[Start Passage]

Published:Sunday | March 10, 2013 | 12:00 AM

In this April 12, 2012 photo, Ruth Wilson embraces her father, who declined to be identified by name for fear of being

targeted for the Jamaican lottery scam or any other fraud again, in his home in Bothell, Washington. A task force has

fought to contain lottery scammers based mainly in western Jamaica who have defrauded Americans of tens of

millions of US dollars. - File

Ian Boyne, Contributor

I had always wondered how so many persons could be so dumb and inexplicably stupid to be scammed by

our lotto crooks until I heard the debate in Parliament and saw clearly the connection between lotto

scamming and our information technology sector.

The scoundrels have such intimate details of people's lives and activities, obviously gleaned from contacts within our

MoBay call centres, that it is not totally surprising why they are believed.

It was good that both political parties could unite in Parliament to pass that lotto-scam legislation last week. Julian

Robinson was very enlightening. He talked of investments Jamaica has lost because of our reputation for lotto

scamming.

[End Passage]
[Start Provided material]

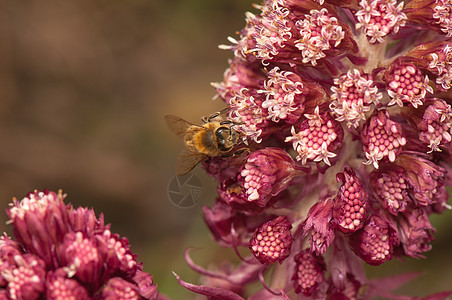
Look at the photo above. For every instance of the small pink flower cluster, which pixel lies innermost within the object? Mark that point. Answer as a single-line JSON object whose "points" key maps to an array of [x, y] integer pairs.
{"points": [[65, 253], [346, 106]]}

[End Provided material]

§ **Exercises to complete**:
• a. Answer these about the column on lotto scamming:
(i) In what town and state is the father's home?
(ii) In what part of Jamaica are the lottery scammers mainly based?
(iii) Whom does the writer call very enlightening?
• b. Rewrite the stretch of the column from "millions of US" through "they are believed.", putting "Montego Bay" in place of "MoBay".
Rely only on the column, not on the data.

§ **Completed exercise**:
• a.
(i) Bothell, Washington
(ii) Western Jamaica
(iii) Julian Robinson

• b.
millions of US dollars. - File

Ian Boyne, Contributor

I had always wondered how so many persons could be so dumb and inexplicably stupid to be scammed by

our lotto crooks until I heard the debate in Parliament and saw clearly the connection between lotto

scamming and our information technology sector.

The scoundrels have such intimate details of people's lives and activities, obviously gleaned from contacts within our

Montego Bay call centres, that it is not totally surprising why they are believed.